### PASSAGE TO READ

Tangled up in blue... said...

I like your review of the book also. I was expecting to be underwhelmed by it, becoz I thought it was going to be obvious like most dystopian fiction is, but it creeps up on you, it is so delicately told. It really got under my skin, like you said, for days.

And like good dystopian fiction should, or rather like all good fiction should, it made me wonder what it really meant to be human. It was the first book by Ishiguro that I'd read, and I had only seen The Remains of the Day on the telly. But I am fascinated by his writing now. As for Murakami's books, I havent read Norwegian Wood yet and after reading Kafka on the Shore, I am not sure if I liked it or not, understood it or not.

I always enjoy your book reviews, Sherry. :)

Sherry Wasandi said...

@Riddhi: Thanks, for dropping by, and the comment.

######

__TASKS AND EXERCISES__
(1) Report each line of the records that contains the word "dark".
(2) Extend the reader comments on the book review, picking up after their final line.

### SUPPLIED RECORDS

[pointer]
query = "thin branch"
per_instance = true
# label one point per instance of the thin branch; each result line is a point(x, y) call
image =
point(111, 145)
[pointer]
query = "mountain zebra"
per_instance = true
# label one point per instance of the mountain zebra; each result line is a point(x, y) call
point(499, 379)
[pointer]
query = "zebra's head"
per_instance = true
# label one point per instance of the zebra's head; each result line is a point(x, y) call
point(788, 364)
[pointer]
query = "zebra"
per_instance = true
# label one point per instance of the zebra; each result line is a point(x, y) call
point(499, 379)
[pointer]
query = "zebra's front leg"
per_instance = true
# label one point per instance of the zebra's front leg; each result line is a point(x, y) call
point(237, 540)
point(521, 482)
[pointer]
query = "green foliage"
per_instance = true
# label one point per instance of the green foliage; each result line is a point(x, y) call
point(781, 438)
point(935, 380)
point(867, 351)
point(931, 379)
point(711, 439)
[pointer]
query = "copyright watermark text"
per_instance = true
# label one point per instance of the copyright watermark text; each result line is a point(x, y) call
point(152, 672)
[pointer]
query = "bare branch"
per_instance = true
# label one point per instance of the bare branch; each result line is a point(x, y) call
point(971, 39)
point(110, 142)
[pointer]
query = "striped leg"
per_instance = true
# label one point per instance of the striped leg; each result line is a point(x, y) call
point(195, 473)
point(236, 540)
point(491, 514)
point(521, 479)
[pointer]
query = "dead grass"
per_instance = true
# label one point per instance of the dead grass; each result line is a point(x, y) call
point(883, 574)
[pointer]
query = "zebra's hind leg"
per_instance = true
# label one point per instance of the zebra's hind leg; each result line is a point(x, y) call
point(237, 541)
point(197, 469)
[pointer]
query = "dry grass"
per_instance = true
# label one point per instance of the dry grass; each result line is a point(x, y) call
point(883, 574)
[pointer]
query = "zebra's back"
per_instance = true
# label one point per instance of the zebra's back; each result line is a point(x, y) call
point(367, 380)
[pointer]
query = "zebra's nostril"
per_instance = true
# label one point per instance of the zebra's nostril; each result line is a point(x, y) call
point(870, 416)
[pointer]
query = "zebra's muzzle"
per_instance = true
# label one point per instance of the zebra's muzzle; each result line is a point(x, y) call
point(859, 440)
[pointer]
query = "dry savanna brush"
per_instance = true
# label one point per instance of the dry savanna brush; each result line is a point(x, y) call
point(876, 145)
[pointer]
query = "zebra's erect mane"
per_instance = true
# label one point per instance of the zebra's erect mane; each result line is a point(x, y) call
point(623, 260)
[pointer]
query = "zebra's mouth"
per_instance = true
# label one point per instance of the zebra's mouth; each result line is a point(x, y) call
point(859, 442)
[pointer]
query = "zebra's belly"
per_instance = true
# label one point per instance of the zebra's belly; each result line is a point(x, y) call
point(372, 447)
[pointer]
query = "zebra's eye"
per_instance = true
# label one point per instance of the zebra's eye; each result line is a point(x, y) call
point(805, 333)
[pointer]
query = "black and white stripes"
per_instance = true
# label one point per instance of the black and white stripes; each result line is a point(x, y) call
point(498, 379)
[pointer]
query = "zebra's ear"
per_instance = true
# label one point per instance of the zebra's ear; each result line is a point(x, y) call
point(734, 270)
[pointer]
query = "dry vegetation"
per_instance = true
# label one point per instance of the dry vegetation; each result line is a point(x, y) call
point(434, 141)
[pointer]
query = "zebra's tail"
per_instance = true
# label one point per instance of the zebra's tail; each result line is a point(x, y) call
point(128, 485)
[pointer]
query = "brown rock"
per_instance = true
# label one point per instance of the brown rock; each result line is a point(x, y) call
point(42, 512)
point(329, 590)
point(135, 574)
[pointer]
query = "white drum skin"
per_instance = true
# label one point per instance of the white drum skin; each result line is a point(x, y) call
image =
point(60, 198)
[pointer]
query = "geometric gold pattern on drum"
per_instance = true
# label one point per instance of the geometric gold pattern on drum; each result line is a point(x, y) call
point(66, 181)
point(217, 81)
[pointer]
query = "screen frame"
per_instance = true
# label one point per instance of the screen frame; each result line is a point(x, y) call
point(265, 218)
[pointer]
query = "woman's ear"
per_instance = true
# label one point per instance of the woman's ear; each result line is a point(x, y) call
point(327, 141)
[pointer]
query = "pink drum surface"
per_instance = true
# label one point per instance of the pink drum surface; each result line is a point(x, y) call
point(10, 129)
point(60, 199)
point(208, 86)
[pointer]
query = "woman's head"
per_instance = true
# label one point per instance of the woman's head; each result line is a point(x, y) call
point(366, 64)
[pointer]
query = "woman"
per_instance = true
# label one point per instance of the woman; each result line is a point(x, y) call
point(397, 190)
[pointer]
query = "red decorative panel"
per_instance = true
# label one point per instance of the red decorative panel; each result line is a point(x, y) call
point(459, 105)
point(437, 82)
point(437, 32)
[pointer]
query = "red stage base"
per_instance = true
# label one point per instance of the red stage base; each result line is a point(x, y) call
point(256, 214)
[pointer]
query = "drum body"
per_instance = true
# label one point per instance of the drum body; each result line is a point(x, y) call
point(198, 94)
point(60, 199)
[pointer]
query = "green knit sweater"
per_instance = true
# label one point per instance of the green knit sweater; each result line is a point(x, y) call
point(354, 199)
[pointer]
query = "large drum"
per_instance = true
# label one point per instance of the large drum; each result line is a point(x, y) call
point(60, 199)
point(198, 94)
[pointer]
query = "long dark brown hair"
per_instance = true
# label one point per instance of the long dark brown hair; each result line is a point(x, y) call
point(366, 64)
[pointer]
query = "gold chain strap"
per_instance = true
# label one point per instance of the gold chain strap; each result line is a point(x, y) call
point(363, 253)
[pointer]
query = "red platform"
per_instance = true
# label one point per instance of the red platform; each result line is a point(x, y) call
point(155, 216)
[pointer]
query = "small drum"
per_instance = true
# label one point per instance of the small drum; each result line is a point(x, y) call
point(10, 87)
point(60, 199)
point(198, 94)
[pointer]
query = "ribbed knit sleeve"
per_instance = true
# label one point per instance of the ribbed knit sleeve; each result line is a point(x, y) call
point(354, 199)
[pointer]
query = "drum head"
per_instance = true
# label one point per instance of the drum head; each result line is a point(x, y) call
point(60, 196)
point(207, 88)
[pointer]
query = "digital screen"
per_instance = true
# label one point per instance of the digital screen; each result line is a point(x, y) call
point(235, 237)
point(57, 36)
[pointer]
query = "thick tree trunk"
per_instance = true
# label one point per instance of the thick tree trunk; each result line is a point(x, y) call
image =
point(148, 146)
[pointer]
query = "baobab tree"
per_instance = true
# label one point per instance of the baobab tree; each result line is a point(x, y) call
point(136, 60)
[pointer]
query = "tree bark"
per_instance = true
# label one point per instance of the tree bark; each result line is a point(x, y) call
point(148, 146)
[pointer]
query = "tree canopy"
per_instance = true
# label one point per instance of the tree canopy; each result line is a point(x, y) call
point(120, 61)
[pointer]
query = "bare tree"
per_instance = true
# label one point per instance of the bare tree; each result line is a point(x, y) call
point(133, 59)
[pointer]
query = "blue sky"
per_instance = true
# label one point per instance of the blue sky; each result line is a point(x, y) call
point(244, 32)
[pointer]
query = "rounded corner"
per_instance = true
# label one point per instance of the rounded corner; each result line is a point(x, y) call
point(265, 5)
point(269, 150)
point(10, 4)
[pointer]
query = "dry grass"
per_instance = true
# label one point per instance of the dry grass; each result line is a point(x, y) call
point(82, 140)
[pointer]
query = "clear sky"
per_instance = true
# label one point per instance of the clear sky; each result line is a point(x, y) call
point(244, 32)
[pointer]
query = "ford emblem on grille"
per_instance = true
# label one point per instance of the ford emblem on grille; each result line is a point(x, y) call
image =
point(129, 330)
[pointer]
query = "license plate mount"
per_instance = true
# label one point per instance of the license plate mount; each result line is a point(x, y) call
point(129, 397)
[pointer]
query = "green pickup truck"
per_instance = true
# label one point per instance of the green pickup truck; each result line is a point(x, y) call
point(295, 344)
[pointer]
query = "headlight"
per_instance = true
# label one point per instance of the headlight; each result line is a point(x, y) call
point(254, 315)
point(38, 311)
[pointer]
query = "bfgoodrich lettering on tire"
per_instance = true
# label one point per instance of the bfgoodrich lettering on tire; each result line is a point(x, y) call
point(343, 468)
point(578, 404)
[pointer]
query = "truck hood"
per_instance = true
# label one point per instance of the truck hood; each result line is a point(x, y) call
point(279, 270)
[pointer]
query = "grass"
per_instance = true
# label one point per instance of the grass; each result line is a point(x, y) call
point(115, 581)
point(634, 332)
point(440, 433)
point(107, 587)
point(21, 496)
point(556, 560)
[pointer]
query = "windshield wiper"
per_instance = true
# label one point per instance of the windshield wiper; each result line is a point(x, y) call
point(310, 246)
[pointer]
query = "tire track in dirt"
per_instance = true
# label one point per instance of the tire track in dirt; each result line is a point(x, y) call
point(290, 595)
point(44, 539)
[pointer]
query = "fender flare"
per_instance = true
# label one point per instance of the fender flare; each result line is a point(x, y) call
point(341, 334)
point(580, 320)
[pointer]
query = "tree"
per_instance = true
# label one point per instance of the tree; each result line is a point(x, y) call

######

__TASK RESULTS__
(1)
query = "long dark brown hair"
# label one point per instance of the long dark brown hair; each result line is a point(x, y) call

(2)
Sure, the book is somewhat morose. But more of a "sullen-morose", as opposed to a "depressing-morose". I suppose it's the first kind that's bound to haunt all the more.

@Tangled up in blue: Rightly said. I have not read Kafka on the Shore, but I do think Norwegian Wood is definitely worth a read. It's one of the few books around that deserve every bit of the praise they get.

Also, thank you. :)

JD said...

Must give it a shot!

Antara said...

I'm not quite fond of dystopian fiction but I'll give this one a try. The review is quite lovely.